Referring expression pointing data
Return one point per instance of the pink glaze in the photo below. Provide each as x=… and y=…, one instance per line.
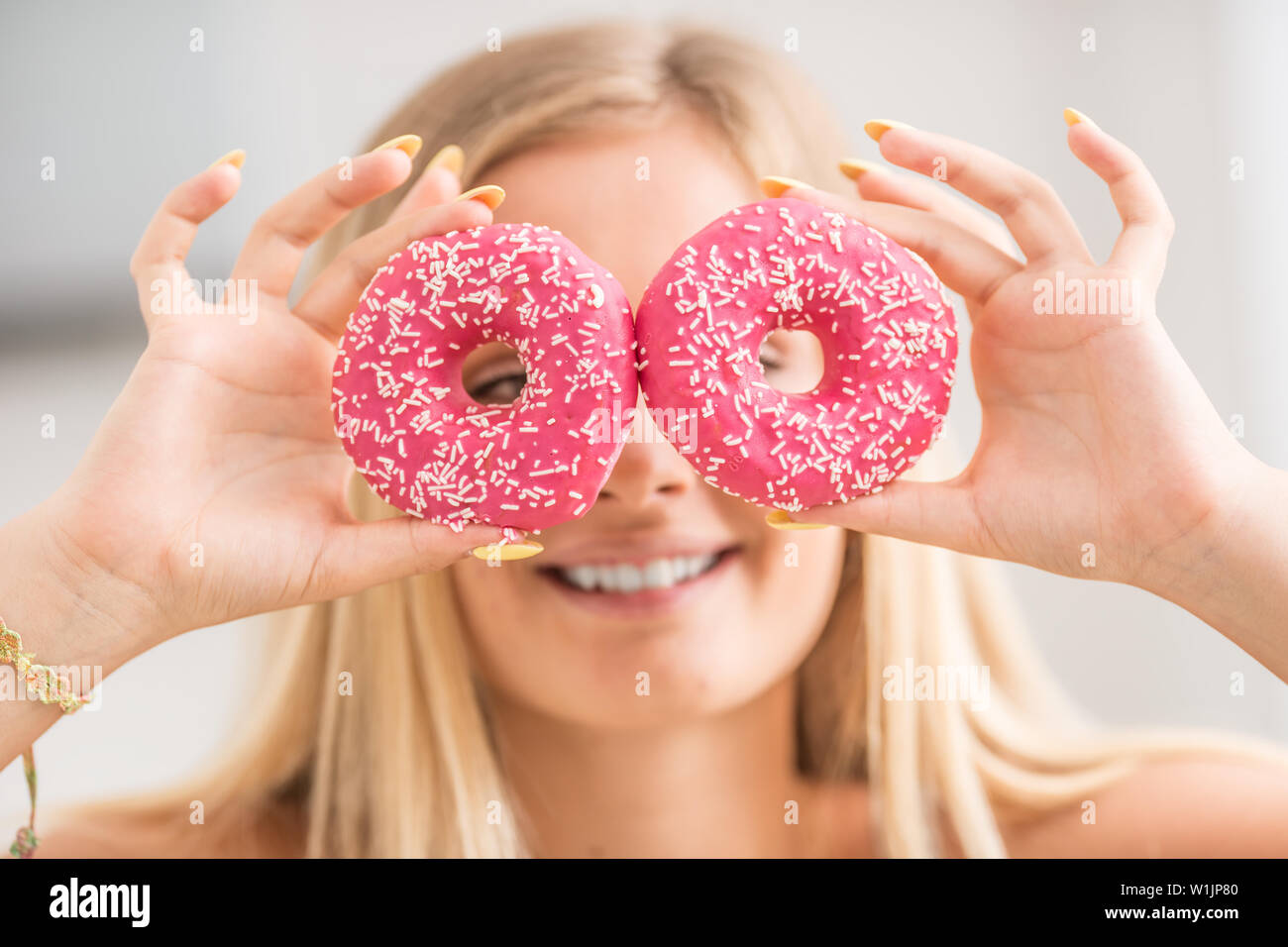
x=889, y=341
x=423, y=444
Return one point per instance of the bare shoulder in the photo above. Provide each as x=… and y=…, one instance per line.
x=107, y=832
x=1198, y=806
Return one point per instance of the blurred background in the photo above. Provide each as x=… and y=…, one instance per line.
x=107, y=106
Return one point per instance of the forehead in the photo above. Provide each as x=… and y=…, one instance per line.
x=627, y=197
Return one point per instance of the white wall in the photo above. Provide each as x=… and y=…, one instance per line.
x=115, y=95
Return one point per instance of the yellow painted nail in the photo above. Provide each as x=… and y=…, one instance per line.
x=236, y=158
x=410, y=145
x=507, y=552
x=879, y=127
x=1072, y=116
x=774, y=184
x=853, y=167
x=490, y=195
x=781, y=519
x=451, y=158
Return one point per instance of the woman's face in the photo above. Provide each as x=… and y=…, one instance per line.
x=690, y=586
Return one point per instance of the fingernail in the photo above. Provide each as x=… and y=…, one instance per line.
x=853, y=167
x=781, y=519
x=506, y=552
x=1072, y=116
x=490, y=195
x=410, y=145
x=879, y=127
x=451, y=158
x=236, y=158
x=773, y=184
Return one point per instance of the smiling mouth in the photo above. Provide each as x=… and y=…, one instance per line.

TASK ITEM
Return every entry above word for word, leaving pictures out.

ANSWER BOX
Return one point per instance of the pink glaze in the photo below. Provide each as x=… and y=…, one instance per line.
x=889, y=341
x=423, y=444
Return one point per instance of the bare shoulder in the photo above. Provide each as x=… and y=…, one instance per line.
x=107, y=832
x=1198, y=806
Return one point per instance of the blurred background in the photo above. Provide each as x=… and y=…, one instance per line.
x=107, y=106
Return one point per instance of the forehead in the photo above. Provide each as x=… and y=…, one instance per line.
x=627, y=197
Return one point per instance of the white wall in the photo above. Provide each as x=… and y=…, one instance per line.
x=115, y=95
Return one point per instance of the yellow painted nail in the photo above. Provide each as x=… and y=…, one instance per line.
x=236, y=158
x=410, y=145
x=507, y=552
x=879, y=127
x=1072, y=116
x=774, y=184
x=853, y=167
x=490, y=195
x=781, y=519
x=451, y=158
Return one point per instance of the woman's face in the photo above. Provide each as x=… and y=…, one instance per line.
x=690, y=586
Return one point per instance of the fingernail in the photo above. Provide each as x=… and y=…, one instance per line.
x=853, y=167
x=781, y=519
x=506, y=552
x=1072, y=116
x=490, y=195
x=410, y=145
x=879, y=127
x=451, y=158
x=236, y=158
x=773, y=184
Return one point per instance of the smiling mouth in the photo above. Provide each as x=… and y=…, one instance per line.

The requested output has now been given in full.